* _Documento_
..............................

Mercerreyas

Día 87: Wat Sirindhorn o el pundonor de Mañoli

Jueves 5 de Diciembre de 2019

Día 87: Wat Sirindhorn o el pundonor de Mañoli

Destacaba un libro en la biblioteca de mi padre titulado “El alma se apaga”. No lo he olvidado, ni su lomo verde oliva o colorida portada cubista. Pierdo la vista en la nada por un instante, pertrechado tras esa infinita paciencia y paladeo con que se rememora la niñez. Volver a ello, como cualquier revolución emocional, no necesita de contundencia sino de perseverancia. Imperturbable, nostálgico, rehén a lomos de vino añejado que, cuando embriaga, no se desea descabalgar jamás. Es probable que aún continúe acumulando polvo en el desván de la casa familiar, allá en Mecerreyes. Una vez partió el dueño resulta complicado que sus vástagos, enfangados a estas alturas en problemas que se suman al unísono de arrugas, volvamos a él con el ímpetu voraz de letras propio de la adolescencia despreocupada. Su autor fue el húngaro Lajos Zilahy, y es un compendio sobre la inmigración con alma autobiográfica. Imagino que, saciando las entrañas de nuestro río madre, debía recordarlo en demasiadas ocasiones por dos motivos principales.

 
La primera razón, por descontado, es la que florece cuando mi mirada vuelve a cruzar el Mekong, con Laos allí al fondo. Anclado en la vega, llegado hasta Khong Chiam, el discurrir de la vida resuena a aquel país pese a ser suelo Thai. Los golpes del mortero que delatan raciones de som tam mientras machacan tomate cherry, chile, ajo, tiras en juliana de papaya verde y demás condimentos; el idioma lao, contundente, ajeno a lo cacofónico de su primo-hermano tailandés; los salmos melódicos, no obstante, en templos estilizados donde siempre refulge una estupa de cintura mínima… Y el terreno árido, la infinita quietud de sus gentes, confundible con falta de prisa, o hasta un karaoke que ya no existe. Tampoco es que se haya esfumado, en puridad, es solo que lo han trasladado unos metros más allá. “Y las chicas no son tailandesas, ¿verdad?”, pregunto al conductor que me lleva al templo Sirindhorn, versión calcada pero moderna del fabuloso sim (salón principal) de Wat Xieng Thong, en Luang Prabang (sí, Laos). Conozco la respuesta, he vivido infinitas noches en esta Castilla asiática. “No. Son de Laos”, responde pícaro. “Preciosas”, remata sin dejar de mirar la carretera. Tailandia, tierra prometida, Edén para migrantes que huyen desde lo miserable hasta lo apenas respirable, comestible.

..............................

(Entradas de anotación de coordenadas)
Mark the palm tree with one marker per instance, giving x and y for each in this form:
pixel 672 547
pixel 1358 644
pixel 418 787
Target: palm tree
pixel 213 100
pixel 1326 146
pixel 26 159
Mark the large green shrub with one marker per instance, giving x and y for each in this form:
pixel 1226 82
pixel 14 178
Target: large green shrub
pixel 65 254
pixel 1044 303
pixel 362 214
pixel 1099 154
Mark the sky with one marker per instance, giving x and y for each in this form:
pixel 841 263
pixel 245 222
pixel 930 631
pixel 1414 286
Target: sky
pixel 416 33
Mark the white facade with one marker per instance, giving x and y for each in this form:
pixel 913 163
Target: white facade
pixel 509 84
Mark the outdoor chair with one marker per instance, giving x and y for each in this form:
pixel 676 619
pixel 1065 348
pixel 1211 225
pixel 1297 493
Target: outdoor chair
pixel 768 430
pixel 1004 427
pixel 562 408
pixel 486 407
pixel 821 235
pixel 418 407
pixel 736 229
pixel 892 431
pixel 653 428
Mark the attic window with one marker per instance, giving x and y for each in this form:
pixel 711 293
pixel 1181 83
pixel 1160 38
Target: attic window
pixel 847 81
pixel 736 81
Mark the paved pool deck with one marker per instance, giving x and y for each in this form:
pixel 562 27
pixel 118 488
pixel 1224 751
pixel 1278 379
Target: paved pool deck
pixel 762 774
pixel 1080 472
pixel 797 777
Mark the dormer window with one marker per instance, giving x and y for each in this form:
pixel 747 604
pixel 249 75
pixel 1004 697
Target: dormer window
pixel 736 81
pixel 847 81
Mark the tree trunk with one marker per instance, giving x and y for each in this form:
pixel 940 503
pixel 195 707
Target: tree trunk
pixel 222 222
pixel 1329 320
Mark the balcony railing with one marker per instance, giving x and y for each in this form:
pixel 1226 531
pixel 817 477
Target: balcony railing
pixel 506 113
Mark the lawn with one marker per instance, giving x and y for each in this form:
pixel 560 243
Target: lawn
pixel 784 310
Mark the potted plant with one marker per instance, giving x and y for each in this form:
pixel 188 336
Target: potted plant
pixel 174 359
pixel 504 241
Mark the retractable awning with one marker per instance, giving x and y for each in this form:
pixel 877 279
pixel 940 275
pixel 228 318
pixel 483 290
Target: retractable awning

..............................

* _Tareas_
A. Según la crónica sobre Wat Sirindhorn, ¿quién escribió el libro «El alma se apaga»?
B. Prosigue la crónica sobre Wat Sirindhorn a partir de su última frase.
Los registros no hacen falta para nada de lo que sigue.

* _Resultados esperados_
A. El húngaro Lajos Zilahy.

B.
El segundo motivo para rondar donde treinta años atrás, a vueltas con aquel ejemplar del Círculo de Lectores, estriba en el propio título. Porque el alma se apaga, de repente o en tenue titilar de llama sin cera. Evocar lo propio, una tarde semi-lluviosa de Cuenca, y enfrentarlo a su eco latente ya no es flagelación desmedida o, siquiera, cuestión de compasión. Es solo que, indudablemente, el mayor dolor que un ser humano puede sentir es perder a una madre. Ya no arrebatada en un suspiro, aun peor: viendo cómo se consume. Y cuando un buen amigo ha de transitar por ese camino, en el momento en que ha de hacerlo con el filo de guadaña mellada que aporta la muerte lenta, Lajos Zilahy es tan memorable que el incienso o el rezo permanente son consustanciales al esclarecedor título de su novela.

 
Sucede la escena a caballo de aldeas de provincias llamadas Chong Mek y Khong Chiam, entramadas con templos tailandeses (los menos) y laosianos. Se tatúa a fuego, lección de vejez más que diablura, que en otra meca perfecta por fronteriza y pluricultural, llamada Wat Sirindhorn, sabe más una lágrima por salada que un corazón por dinamitado. La verdadera libertad, la que dan los valores y ética, no se aprende en una escuela sino en la sonrisa inquebrantable de una madre cada vez que te mira. A ratos te dio de mamar, acunó, sacudió la badana con merecimiento proverbial; otros, imperturbable al paso del tiempo, presa de la experiencia y compasión infinita (su mayor dolor mudo), no necesitó advertirte de la hostia en ciernes porque sabía, en todo caso, que su dicción era una rémora para tu necesario escarnio. Nunca dudó que su lugar estaba después del dolor. Mitigando el tuyo en cuerpo y alma. No permitiendo, ni por un instante, que la derrota fuera algo más que un aprendizaje necesario, la mayor victoria.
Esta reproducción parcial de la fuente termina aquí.